Trecho para leitura:
++++++++
Segundo Lúcia Miguel Pereira, “em 1878 deixou Machado de Assis todas as suas colaborações da imprensa. A Semana Ilustrada já terminara desde 1876, e a Ilustração Brasileira foi suspensa em 1878 por dificuldades financeiras de Henrique Fleiuss (...) Também o Garnier cessou a publicação do Jornal das Famílias. No Cruzeiro ele ainda escreveu até setembro de 1878, mas nesse momento interromperam-se as colaborações de Eleazar.”

Duas versões do conto

O próprio Machado, na nota F de Papéis avulsos, diz que reformou “totalmente” o texto, “não aproveitando mais do que a idéia” . Declaração exagerada, já que não apenas a idéia, mas praticamente toda a ação narrada, algumas frases e expressões inteiras foram mantidas sem nenhuma alteração. Aliás, dependendo da interpretação do termo “idéia”, pode-se dizer que justamente nela está a alteração.

A versão publicada em Papéis avulsos não apresenta o desembargador de um ponto de vista externo, como o primeiro texto. Na coletânea, o conto tem a forma de uma carta que este escreve ao chefe de polícia da corte, datada de 20 de setembro de 1875. Nela se desculpa pelo “tremido da letra e o desgrenhado do estilo” e narra praticamente a mesma cena, com alguma mudança de estilo, supressão e ampliação de passagens. Ao final solicita que o chefe de polícia “se digne de expedir suas respeitáveis ordens para que o cadáver seja transportado ao necrotério, e se proceda ao corpo de delito”. Conclui pedindo que seja dispensado de ir pessoalmente àquela hora da noite, em atenção ao profundo abalo por que acaba de passar.
++++++++
Alguns registros:

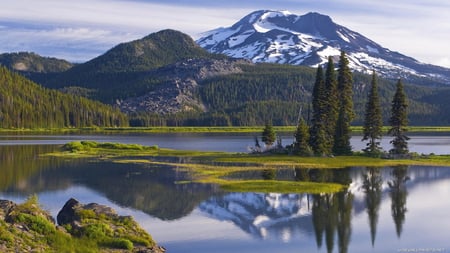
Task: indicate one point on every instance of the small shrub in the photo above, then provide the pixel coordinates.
(36, 223)
(118, 243)
(97, 231)
(73, 146)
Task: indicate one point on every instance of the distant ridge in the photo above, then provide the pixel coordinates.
(286, 38)
(31, 62)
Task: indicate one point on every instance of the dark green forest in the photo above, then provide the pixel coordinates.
(277, 92)
(24, 104)
(256, 94)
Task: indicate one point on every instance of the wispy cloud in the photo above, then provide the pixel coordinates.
(87, 28)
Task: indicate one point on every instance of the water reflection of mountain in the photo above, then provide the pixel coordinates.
(149, 188)
(270, 216)
(20, 162)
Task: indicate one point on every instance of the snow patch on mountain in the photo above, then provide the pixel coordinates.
(286, 38)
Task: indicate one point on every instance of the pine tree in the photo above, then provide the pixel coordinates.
(268, 135)
(373, 121)
(301, 145)
(399, 121)
(331, 104)
(345, 84)
(317, 131)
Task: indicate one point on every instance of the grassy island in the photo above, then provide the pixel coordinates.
(27, 227)
(215, 167)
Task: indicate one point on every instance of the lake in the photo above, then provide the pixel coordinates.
(392, 209)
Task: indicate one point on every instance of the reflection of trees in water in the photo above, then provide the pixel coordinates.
(148, 188)
(332, 213)
(372, 183)
(19, 162)
(268, 174)
(398, 194)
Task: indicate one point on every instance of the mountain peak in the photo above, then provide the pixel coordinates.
(286, 38)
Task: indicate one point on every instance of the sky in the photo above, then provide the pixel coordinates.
(84, 29)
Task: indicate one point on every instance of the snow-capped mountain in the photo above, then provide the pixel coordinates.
(286, 38)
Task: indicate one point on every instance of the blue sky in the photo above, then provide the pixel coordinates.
(83, 29)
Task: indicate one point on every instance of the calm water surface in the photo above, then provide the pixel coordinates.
(438, 143)
(393, 209)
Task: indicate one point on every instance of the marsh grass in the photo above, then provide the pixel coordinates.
(213, 167)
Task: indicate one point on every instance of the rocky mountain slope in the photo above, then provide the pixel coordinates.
(283, 37)
(31, 62)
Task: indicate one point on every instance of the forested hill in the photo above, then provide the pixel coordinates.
(33, 63)
(123, 71)
(24, 104)
(166, 79)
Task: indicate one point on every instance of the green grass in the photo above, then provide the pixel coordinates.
(235, 129)
(201, 164)
(96, 233)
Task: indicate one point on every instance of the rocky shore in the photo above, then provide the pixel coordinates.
(80, 228)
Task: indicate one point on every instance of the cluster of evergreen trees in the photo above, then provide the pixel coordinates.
(24, 104)
(332, 113)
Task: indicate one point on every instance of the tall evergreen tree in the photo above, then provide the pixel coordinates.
(345, 88)
(268, 135)
(373, 121)
(301, 144)
(331, 104)
(318, 129)
(399, 121)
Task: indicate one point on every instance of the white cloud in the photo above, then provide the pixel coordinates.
(408, 26)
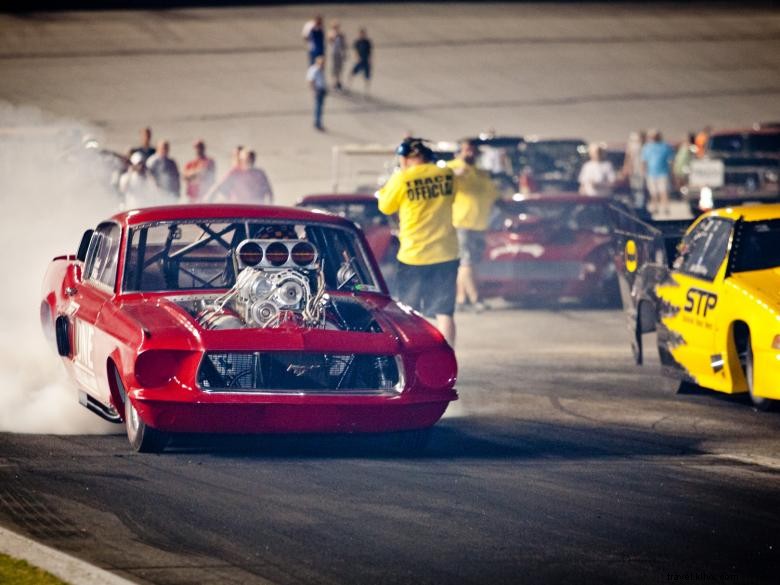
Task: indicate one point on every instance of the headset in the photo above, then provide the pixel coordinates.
(415, 147)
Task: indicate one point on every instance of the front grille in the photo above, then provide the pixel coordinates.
(530, 270)
(747, 179)
(299, 372)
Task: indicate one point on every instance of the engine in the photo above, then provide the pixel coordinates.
(278, 281)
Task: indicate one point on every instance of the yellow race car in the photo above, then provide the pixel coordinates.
(716, 309)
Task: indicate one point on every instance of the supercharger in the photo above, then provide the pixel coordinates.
(277, 281)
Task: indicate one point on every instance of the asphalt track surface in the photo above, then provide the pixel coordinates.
(562, 462)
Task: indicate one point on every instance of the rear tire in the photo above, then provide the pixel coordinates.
(746, 360)
(142, 437)
(686, 387)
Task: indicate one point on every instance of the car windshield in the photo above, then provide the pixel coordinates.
(363, 213)
(573, 215)
(759, 246)
(200, 254)
(745, 143)
(558, 155)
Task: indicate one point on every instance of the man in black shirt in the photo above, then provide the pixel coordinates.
(363, 52)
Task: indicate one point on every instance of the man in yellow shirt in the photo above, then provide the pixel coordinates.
(471, 209)
(422, 193)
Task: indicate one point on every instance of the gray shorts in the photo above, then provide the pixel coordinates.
(472, 246)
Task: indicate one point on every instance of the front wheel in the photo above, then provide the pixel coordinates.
(746, 359)
(142, 437)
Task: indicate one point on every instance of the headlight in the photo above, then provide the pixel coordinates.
(705, 199)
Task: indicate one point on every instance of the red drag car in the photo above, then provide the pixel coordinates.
(241, 319)
(551, 248)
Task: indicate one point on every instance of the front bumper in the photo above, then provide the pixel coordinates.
(200, 412)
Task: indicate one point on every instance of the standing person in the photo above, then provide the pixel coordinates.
(244, 183)
(701, 140)
(199, 173)
(474, 198)
(363, 49)
(422, 194)
(656, 156)
(314, 37)
(632, 167)
(316, 78)
(136, 184)
(235, 157)
(146, 149)
(597, 175)
(681, 167)
(338, 53)
(164, 170)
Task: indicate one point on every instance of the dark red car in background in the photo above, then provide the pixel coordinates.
(380, 230)
(552, 247)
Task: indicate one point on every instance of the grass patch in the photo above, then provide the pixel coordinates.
(17, 572)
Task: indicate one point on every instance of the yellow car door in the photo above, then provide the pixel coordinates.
(689, 303)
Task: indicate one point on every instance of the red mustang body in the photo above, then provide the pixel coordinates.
(137, 318)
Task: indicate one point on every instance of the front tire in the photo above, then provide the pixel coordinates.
(142, 437)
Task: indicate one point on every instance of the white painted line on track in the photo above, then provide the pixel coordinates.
(68, 568)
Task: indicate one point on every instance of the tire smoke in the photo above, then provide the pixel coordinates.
(51, 189)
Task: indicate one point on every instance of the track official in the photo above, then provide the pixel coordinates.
(422, 194)
(471, 209)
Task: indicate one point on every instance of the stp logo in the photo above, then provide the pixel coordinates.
(700, 301)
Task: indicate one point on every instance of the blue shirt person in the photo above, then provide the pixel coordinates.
(314, 35)
(656, 157)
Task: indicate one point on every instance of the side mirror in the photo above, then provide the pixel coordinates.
(73, 275)
(81, 255)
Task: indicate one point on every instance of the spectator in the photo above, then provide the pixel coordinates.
(701, 140)
(316, 78)
(632, 167)
(597, 175)
(146, 149)
(421, 192)
(314, 36)
(199, 173)
(656, 156)
(338, 53)
(474, 198)
(136, 184)
(682, 160)
(244, 183)
(235, 157)
(164, 170)
(363, 49)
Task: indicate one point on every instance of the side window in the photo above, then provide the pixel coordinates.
(103, 255)
(705, 248)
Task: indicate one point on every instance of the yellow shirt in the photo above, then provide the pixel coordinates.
(474, 197)
(422, 196)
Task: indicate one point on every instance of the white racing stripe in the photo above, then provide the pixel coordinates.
(68, 568)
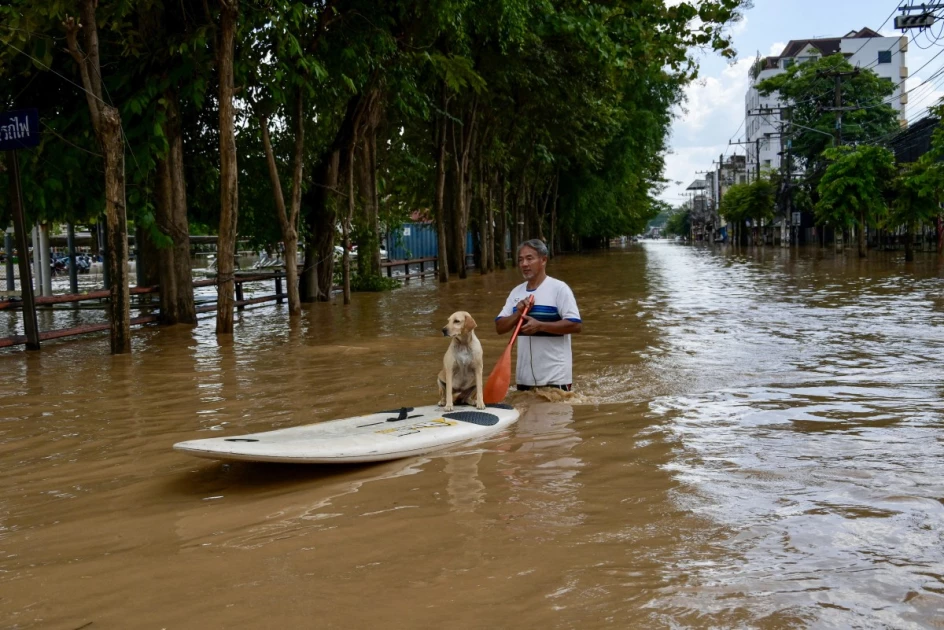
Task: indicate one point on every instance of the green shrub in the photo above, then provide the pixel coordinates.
(373, 283)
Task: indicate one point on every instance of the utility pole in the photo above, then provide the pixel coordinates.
(837, 107)
(747, 171)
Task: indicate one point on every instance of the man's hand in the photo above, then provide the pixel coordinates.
(530, 326)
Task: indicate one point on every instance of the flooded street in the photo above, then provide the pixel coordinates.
(757, 442)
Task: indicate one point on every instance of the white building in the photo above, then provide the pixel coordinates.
(864, 49)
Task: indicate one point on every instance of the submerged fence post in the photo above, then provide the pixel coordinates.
(8, 248)
(26, 285)
(73, 272)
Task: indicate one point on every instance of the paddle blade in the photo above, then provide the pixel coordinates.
(498, 381)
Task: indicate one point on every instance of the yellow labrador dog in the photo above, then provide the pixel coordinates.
(461, 375)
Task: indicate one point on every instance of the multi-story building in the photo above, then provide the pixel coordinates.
(864, 48)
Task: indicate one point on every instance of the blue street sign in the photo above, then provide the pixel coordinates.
(19, 129)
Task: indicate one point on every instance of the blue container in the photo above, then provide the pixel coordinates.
(419, 240)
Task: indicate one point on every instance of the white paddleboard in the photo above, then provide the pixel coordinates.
(372, 438)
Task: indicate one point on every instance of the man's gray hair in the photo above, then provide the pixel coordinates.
(536, 244)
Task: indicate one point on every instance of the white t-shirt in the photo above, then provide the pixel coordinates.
(544, 358)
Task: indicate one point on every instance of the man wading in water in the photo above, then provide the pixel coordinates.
(544, 358)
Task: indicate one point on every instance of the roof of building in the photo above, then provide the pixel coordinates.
(826, 45)
(915, 141)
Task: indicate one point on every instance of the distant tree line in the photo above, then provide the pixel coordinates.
(312, 124)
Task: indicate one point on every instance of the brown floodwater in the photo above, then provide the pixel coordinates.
(757, 442)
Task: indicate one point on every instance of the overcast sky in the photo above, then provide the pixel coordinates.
(714, 109)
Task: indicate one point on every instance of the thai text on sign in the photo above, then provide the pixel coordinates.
(19, 129)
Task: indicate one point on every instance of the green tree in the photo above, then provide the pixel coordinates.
(852, 190)
(679, 222)
(918, 190)
(810, 90)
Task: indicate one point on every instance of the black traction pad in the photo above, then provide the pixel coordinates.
(474, 417)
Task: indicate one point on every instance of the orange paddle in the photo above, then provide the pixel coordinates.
(498, 381)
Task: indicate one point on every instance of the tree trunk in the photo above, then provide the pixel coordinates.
(483, 222)
(440, 208)
(288, 218)
(863, 246)
(346, 223)
(940, 235)
(106, 122)
(229, 198)
(500, 253)
(178, 225)
(321, 220)
(552, 249)
(374, 225)
(119, 305)
(490, 227)
(166, 269)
++++++++
Descrição da tarefa: Edite a passagem do texto sobre as duas versões do conto de "A versão publicada" a "acaba de passar.", substituindo "chefe de polícia" por "delegado".

Solução da tarefa:
A versão publicada em Papéis avulsos não apresenta o desembargador de um ponto de vista externo, como o primeiro texto. Na coletânea, o conto tem a forma de uma carta que este escreve ao delegado da corte, datada de 20 de setembro de 1875. Nela se desculpa pelo “tremido da letra e o desgrenhado do estilo” e narra praticamente a mesma cena, com alguma mudança de estilo, supressão e ampliação de passagens. Ao final solicita que o delegado “se digne de expedir suas respeitáveis ordens para que o cadáver seja transportado ao necrotério, e se proceda ao corpo de delito”. Conclui pedindo que seja dispensado de ir pessoalmente àquela hora da noite, em atenção ao profundo abalo por que acaba de passar.